Exercise text:
━━━━━━━━━━━━━━━━━━━━━━━━━━━━━━

Commanders and leaders
- William Munro, 12th Baron of Foulis † Iye Roy Mackay, 10th of Strathnaver: Ewen Cameron, 13th of Lochiel

Strength
- Unknown: Unknown

Casualties and losses
- Unknown: Unknown

= Battle of Achnashellach =

1505 Scottish clan battle

The Battle of Achnashellach was a Scottish clan battle said to have taken place in the year 1505, in the Scottish Highlands at Achnashellach. It was fought by the Clan Cameron against the Clan Mackay and the Clan Munro.

==Historical evidence==
Little is known of the events concerning the Battle of Achnashellach as there is little contemporary evidence to support it. However, the Clan Munro records that "Sir William Munro of Foulis was sent to Lochaber on the King's business and was killed in an engagement between the Camerons and MacKays at a place called Achnashellach in 1505". Aside from this there is little evidence of the battle, however it is Clan Cameron tradition that they defeated a joint force of Munros and Mackays.

==Accounts of the battle==
===16th century contemporary evidence===

Contemporary evidence for the battle is found in The Calendar of Fearn which is a manuscript of the Clan Ross. It records a Hugh Ross, some time cadet of the Rosses of Balnagowan, who was killed at Achnashellach in 1504/05. Contemporary documents, the Munro Writs show that he was a procurator for Sir William Munro of Foulis.

===17th and 18th century manuscripts===

====Alexander Munro of Obsdale (c.1600–1649)====

Alexander Munro who was a cadet of the Munro of Obsdale branch of the Clan Munro wrote a birth brief to Charles I of England in the 17th century which mentions his ancestor William Munro of Foulis and states that he was killed by treachery. This birth brief was published in Alexander Mackenzie's History of the Munros of Fowlis in 1898 and states: William Munro of Foulis, plainly a knight most valiant for leading an army at the command of the King against certain factious northern men, he perished by treachery.

━━━━━━━━━━━━━━━━━━━━━━━━━━━━━━

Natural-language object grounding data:
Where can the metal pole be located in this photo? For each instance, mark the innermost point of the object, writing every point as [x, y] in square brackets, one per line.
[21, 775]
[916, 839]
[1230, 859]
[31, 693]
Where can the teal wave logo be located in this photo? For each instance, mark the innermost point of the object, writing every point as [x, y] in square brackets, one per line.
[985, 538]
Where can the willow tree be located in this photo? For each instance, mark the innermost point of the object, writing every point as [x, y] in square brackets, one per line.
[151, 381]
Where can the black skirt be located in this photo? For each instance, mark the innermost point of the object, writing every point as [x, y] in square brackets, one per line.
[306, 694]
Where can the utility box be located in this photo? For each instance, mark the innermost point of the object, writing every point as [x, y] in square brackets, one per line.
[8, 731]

━━━━━━━━━━━━━━━━━━━━━━━━━━━━━━

Work instructions:
• a. Answer these questions from the text on the Battle of Achnashellach:
(i) In what year is the battle said to have taken place?
(ii) The Calendar of Fearn is a manuscript of which clan?
(iii) In what year was the birth brief published in Alexander Mackenzie's History of the Munros of Fowlis?
• b. Decide whether each statement agrees with the text on the Battle of Achnashellach. Answer yes or no and quote the words that decide it.
(i) The battle was fought by the Clan Cameron against the Clan Mackay and the Clan Munro.
(ii) Alexander Munro wrote his birth brief to James IV of Scotland.
(iii) There is a large body of contemporary evidence for the battle.
• c. Write out the text on the Battle of Achnashellach again from "1505 Scottish clan" to "the Clan Munro.", substituting "Highlands of Scotland" for "Scottish Highlands".

Answers for the tasks:
• a.
(i) 1505
(ii) The Clan Ross
(iii) 1898

• b.
(i) Yes: "It was fought by the Clan Cameron against the Clan Mackay and the Clan Munro."
(ii) No: "wrote a birth brief to Charles I of England"
(iii) No: "there is little contemporary evidence to support it"

• c.
1505 Scottish clan battle

The Battle of Achnashellach was a Scottish clan battle said to have taken place in the year 1505, in the Highlands of Scotland at Achnashellach. It was fought by the Clan Cameron against the Clan Mackay and the Clan Munro.